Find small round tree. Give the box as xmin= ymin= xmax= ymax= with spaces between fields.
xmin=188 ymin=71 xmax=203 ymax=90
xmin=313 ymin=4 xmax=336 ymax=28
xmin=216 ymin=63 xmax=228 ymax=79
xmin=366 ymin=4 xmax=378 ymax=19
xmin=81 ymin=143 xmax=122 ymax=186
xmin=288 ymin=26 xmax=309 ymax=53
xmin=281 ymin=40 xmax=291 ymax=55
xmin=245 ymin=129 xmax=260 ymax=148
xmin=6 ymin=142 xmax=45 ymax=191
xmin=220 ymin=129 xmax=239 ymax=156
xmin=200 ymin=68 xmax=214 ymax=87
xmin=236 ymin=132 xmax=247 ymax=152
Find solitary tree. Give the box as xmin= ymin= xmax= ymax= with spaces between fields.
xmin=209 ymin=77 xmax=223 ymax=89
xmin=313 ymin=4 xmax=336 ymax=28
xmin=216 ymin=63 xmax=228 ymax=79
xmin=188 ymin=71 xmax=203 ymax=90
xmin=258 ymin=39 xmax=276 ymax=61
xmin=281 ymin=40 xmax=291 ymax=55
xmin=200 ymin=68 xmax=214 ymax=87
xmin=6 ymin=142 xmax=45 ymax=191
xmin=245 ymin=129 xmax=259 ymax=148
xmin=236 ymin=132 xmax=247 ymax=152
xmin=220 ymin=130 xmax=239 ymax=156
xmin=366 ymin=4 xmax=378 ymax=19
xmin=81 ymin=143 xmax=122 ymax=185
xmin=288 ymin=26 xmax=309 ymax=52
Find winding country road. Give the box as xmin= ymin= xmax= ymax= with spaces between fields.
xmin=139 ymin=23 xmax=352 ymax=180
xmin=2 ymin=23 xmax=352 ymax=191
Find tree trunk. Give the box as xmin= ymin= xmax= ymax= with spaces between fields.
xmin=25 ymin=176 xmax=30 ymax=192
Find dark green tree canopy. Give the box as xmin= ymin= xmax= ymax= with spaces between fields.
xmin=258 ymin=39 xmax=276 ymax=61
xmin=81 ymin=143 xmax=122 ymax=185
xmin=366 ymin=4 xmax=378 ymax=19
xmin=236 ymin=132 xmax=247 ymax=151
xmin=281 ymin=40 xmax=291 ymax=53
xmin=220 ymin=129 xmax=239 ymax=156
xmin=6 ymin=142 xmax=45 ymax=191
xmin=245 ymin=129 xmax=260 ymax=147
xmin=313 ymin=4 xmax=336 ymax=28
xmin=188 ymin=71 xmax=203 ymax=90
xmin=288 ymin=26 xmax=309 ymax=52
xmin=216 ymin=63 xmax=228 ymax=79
---
● Task requirements: Update all the rows above by replacing "Find" with "Locate" wherever it appears, and leave everything else unchanged.

● Result of this task:
Locate small round tree. Give the box as xmin= ymin= xmax= ymax= with spaces between fields.
xmin=188 ymin=71 xmax=203 ymax=90
xmin=313 ymin=4 xmax=336 ymax=28
xmin=216 ymin=63 xmax=228 ymax=79
xmin=366 ymin=4 xmax=378 ymax=19
xmin=81 ymin=143 xmax=122 ymax=186
xmin=288 ymin=26 xmax=309 ymax=53
xmin=281 ymin=40 xmax=291 ymax=55
xmin=245 ymin=129 xmax=260 ymax=148
xmin=6 ymin=142 xmax=45 ymax=191
xmin=220 ymin=129 xmax=239 ymax=156
xmin=200 ymin=68 xmax=214 ymax=87
xmin=236 ymin=132 xmax=247 ymax=152
Locate solitary tree. Give the box as xmin= ymin= xmax= ymax= with spaces between fields.
xmin=209 ymin=77 xmax=223 ymax=89
xmin=313 ymin=4 xmax=336 ymax=28
xmin=216 ymin=63 xmax=228 ymax=79
xmin=188 ymin=71 xmax=203 ymax=90
xmin=258 ymin=39 xmax=276 ymax=61
xmin=281 ymin=40 xmax=291 ymax=55
xmin=200 ymin=68 xmax=214 ymax=87
xmin=6 ymin=142 xmax=45 ymax=191
xmin=245 ymin=129 xmax=259 ymax=148
xmin=236 ymin=132 xmax=247 ymax=152
xmin=220 ymin=130 xmax=239 ymax=156
xmin=366 ymin=4 xmax=378 ymax=19
xmin=81 ymin=143 xmax=122 ymax=185
xmin=288 ymin=26 xmax=309 ymax=52
Locate winding country road. Give the box as xmin= ymin= xmax= ymax= with spaces between fields.
xmin=139 ymin=23 xmax=352 ymax=180
xmin=2 ymin=23 xmax=352 ymax=191
Locate tree trunk. Give the box as xmin= ymin= xmax= ymax= with spaces between fields.
xmin=25 ymin=176 xmax=30 ymax=192
Locate dark green tree canopy. Give the box as xmin= ymin= xmax= ymax= with spaces between fields.
xmin=258 ymin=39 xmax=276 ymax=61
xmin=81 ymin=143 xmax=122 ymax=185
xmin=366 ymin=4 xmax=378 ymax=19
xmin=236 ymin=132 xmax=247 ymax=151
xmin=281 ymin=40 xmax=291 ymax=53
xmin=220 ymin=129 xmax=239 ymax=156
xmin=6 ymin=142 xmax=45 ymax=191
xmin=245 ymin=129 xmax=260 ymax=147
xmin=313 ymin=4 xmax=336 ymax=28
xmin=188 ymin=71 xmax=203 ymax=90
xmin=288 ymin=26 xmax=309 ymax=52
xmin=216 ymin=63 xmax=228 ymax=79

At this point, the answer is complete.